Reproduce the data below, replacing every occurrence of "lamp post" with "lamppost" and leaving everything else unchanged.

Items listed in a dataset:

___

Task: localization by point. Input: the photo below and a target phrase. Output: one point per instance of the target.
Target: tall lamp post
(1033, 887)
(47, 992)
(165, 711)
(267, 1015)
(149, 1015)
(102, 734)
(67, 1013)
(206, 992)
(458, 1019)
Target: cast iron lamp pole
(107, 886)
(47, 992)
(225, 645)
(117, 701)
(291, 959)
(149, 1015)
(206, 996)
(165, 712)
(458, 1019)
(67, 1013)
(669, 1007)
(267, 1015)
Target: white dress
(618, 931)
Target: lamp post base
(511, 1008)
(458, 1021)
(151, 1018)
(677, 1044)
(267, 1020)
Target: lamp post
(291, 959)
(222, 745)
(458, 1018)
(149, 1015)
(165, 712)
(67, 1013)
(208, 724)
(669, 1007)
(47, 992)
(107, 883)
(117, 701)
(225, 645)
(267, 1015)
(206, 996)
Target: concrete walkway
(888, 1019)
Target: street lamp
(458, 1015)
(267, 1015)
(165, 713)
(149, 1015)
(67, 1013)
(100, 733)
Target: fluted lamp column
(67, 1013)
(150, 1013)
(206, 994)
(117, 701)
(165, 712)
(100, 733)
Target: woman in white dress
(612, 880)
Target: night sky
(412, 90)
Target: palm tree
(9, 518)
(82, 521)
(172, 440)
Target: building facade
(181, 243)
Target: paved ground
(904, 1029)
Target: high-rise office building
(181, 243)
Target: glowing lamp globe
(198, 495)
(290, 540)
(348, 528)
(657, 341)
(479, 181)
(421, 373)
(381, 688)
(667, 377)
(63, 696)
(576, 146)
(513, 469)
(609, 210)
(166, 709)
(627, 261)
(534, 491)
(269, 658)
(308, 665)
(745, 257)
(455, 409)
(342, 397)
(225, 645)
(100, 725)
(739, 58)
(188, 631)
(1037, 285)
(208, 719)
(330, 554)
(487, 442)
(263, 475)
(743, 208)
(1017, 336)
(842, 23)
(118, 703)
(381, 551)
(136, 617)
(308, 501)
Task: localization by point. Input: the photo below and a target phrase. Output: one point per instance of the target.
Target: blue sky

___

_Solution to this task:_
Task: localization by point. Input: the photo below and a target phrase. Output: one point per instance of the target.
Target: tall lamppost
(1033, 887)
(47, 992)
(165, 711)
(267, 1015)
(149, 1015)
(102, 734)
(67, 1013)
(206, 992)
(458, 1019)
Target: cast iron lamp pole
(107, 886)
(47, 992)
(225, 645)
(117, 701)
(291, 959)
(149, 1015)
(206, 996)
(165, 712)
(458, 1019)
(67, 1013)
(669, 1007)
(267, 1015)
Target: white dress
(618, 931)
Target: lamppost base
(511, 1008)
(458, 1021)
(151, 1018)
(677, 1044)
(267, 1020)
Target: lamppost
(291, 959)
(222, 745)
(458, 1018)
(149, 1015)
(165, 712)
(67, 1013)
(208, 724)
(669, 1007)
(47, 992)
(107, 883)
(117, 701)
(225, 645)
(267, 1015)
(206, 996)
Target: concrete walkway
(888, 1019)
Target: street lamp
(458, 1015)
(267, 1015)
(165, 713)
(149, 1015)
(67, 1013)
(100, 733)
Target: fluted lamp column
(67, 1013)
(150, 1013)
(206, 994)
(117, 701)
(165, 712)
(100, 733)
Target: woman in white dress
(612, 880)
Target: night sky
(412, 90)
Target: palm tree
(9, 518)
(82, 521)
(172, 440)
Target: building facade
(181, 243)
Target: paved ground
(904, 1029)
Target: high-rise office building
(181, 243)
Target: glowing lamp globe
(198, 495)
(290, 540)
(348, 528)
(657, 341)
(479, 181)
(421, 373)
(381, 688)
(667, 377)
(63, 696)
(576, 146)
(513, 469)
(609, 210)
(166, 709)
(627, 261)
(534, 491)
(269, 658)
(308, 665)
(745, 257)
(455, 409)
(342, 397)
(225, 645)
(100, 725)
(739, 58)
(188, 631)
(1037, 285)
(208, 719)
(330, 554)
(487, 442)
(263, 475)
(743, 208)
(1017, 336)
(842, 23)
(118, 703)
(381, 551)
(136, 617)
(308, 501)
Task: localization by point. Input: the photo below and a target phrase. Output: one point per instance of the target.
Target: blue sky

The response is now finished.